- REQUESTS
1) According to the Greenland stamp survey, on what date were Greenland's first postage stamps issued?
2) Reproduce everything in the Greenland stamp survey from "Greenland is an" down to "a polar bear.".

::: EXCERPT

This is a survey of the postage stamps and postal history of Greenland.

Greenland is an autonomous country within the Kingdom of Denmark, located between the Arctic and Atlantic Oceans, east of the Canadian Arctic Archipelago.

Pakke-Porto stamps

Stamps were issued by the Kongelige Grønlandske Handel in 1905 for use as parcel stamps. The stamps showed the coat of arms of Greenland, featuring a standing polar bear. Letters were handled free of charge by the Kongelige Grønlandske Handel until 1938.

First stamps

In 1938, postal service was established and the first postage stamps of Greenland were issued on 1 December. The series consisted of five stamps with a portrait of the Danish king Christian X and two with the image of a polar bear.

::::::
::: DATA ROWS

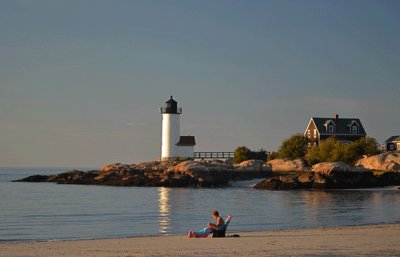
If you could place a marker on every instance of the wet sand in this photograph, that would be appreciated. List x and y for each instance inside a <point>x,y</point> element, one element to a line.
<point>370,240</point>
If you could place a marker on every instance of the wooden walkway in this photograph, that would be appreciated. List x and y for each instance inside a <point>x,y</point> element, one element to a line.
<point>213,155</point>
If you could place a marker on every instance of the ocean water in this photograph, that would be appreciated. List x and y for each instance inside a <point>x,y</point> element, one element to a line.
<point>46,211</point>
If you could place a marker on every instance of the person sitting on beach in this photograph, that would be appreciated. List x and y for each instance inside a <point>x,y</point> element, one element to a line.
<point>217,228</point>
<point>220,223</point>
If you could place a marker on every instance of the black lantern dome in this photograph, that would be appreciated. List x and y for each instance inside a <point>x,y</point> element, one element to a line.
<point>171,106</point>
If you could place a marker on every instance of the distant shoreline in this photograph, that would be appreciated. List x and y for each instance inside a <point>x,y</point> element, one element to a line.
<point>379,240</point>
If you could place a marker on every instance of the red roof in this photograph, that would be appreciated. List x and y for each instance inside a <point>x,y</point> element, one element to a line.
<point>186,141</point>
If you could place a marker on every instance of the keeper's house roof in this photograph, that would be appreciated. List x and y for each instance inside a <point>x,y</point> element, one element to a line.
<point>186,141</point>
<point>342,125</point>
<point>393,139</point>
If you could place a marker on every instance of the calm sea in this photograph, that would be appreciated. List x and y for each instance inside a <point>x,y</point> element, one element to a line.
<point>46,211</point>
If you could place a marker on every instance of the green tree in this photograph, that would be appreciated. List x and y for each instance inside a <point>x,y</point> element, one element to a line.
<point>293,148</point>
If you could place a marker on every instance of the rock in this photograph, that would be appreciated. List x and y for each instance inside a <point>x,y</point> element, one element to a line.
<point>389,179</point>
<point>389,161</point>
<point>34,178</point>
<point>250,165</point>
<point>288,182</point>
<point>270,184</point>
<point>305,180</point>
<point>330,167</point>
<point>283,165</point>
<point>319,181</point>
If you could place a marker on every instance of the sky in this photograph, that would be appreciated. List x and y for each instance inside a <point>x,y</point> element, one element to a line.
<point>81,82</point>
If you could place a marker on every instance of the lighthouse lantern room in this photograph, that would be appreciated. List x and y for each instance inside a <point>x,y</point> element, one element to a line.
<point>174,146</point>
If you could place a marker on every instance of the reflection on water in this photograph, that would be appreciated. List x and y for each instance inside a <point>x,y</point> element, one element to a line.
<point>164,207</point>
<point>31,211</point>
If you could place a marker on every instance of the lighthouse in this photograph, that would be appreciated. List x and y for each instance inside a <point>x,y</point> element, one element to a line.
<point>173,145</point>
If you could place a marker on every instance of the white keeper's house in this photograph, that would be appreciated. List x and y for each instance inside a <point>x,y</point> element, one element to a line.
<point>174,146</point>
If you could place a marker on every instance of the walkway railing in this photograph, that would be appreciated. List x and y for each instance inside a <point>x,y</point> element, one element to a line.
<point>213,155</point>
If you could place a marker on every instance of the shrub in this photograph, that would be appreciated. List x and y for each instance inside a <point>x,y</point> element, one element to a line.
<point>242,153</point>
<point>293,148</point>
<point>272,156</point>
<point>332,150</point>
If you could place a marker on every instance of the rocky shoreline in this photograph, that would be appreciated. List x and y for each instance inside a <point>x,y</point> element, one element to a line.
<point>278,174</point>
<point>190,173</point>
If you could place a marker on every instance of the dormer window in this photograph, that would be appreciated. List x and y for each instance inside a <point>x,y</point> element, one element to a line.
<point>353,127</point>
<point>330,129</point>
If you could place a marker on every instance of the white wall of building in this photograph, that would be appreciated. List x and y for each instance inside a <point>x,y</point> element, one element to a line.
<point>186,151</point>
<point>170,135</point>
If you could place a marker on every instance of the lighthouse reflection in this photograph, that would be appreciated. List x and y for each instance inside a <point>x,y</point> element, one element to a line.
<point>164,208</point>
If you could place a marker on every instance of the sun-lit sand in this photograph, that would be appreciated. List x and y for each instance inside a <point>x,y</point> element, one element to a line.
<point>372,240</point>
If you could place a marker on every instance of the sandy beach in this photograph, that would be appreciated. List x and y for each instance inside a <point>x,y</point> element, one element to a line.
<point>371,240</point>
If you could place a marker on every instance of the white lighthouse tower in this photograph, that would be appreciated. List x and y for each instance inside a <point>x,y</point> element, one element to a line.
<point>174,146</point>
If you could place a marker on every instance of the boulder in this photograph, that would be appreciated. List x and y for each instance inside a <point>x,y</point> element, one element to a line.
<point>389,161</point>
<point>284,165</point>
<point>250,165</point>
<point>305,180</point>
<point>270,184</point>
<point>327,168</point>
<point>34,178</point>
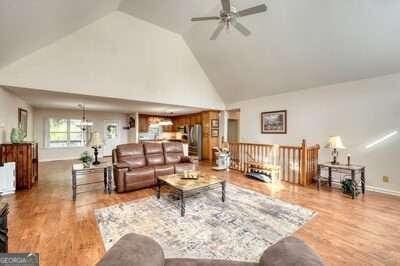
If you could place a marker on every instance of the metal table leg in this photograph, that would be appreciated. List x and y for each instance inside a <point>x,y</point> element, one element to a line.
<point>109,177</point>
<point>73,185</point>
<point>363,180</point>
<point>223,184</point>
<point>319,178</point>
<point>105,180</point>
<point>353,184</point>
<point>158,188</point>
<point>182,203</point>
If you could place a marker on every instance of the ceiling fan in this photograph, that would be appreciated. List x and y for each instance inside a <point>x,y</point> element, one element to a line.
<point>228,16</point>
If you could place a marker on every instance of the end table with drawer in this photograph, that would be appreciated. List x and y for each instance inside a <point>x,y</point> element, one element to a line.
<point>81,170</point>
<point>351,170</point>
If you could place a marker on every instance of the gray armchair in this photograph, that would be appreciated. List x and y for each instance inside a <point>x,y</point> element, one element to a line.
<point>138,250</point>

::::::

- ANSWER SET
1) 1 December 1938.

2)
Greenland is an autonomous country within the Kingdom of Denmark, located between the Arctic and Atlantic Oceans, east of the Canadian Arctic Archipelago.

Pakke-Porto stamps

Stamps were issued by the Kongelige Grønlandske Handel in 1905 for use as parcel stamps. The stamps showed the coat of arms of Greenland, featuring a standing polar bear. Letters were handled free of charge by the Kongelige Grønlandske Handel until 1938.

First stamps

In 1938, postal service was established and the first postage stamps of Greenland were issued on 1 December. The series consisted of five stamps with a portrait of the Danish king Christian X and two with the image of a polar bear.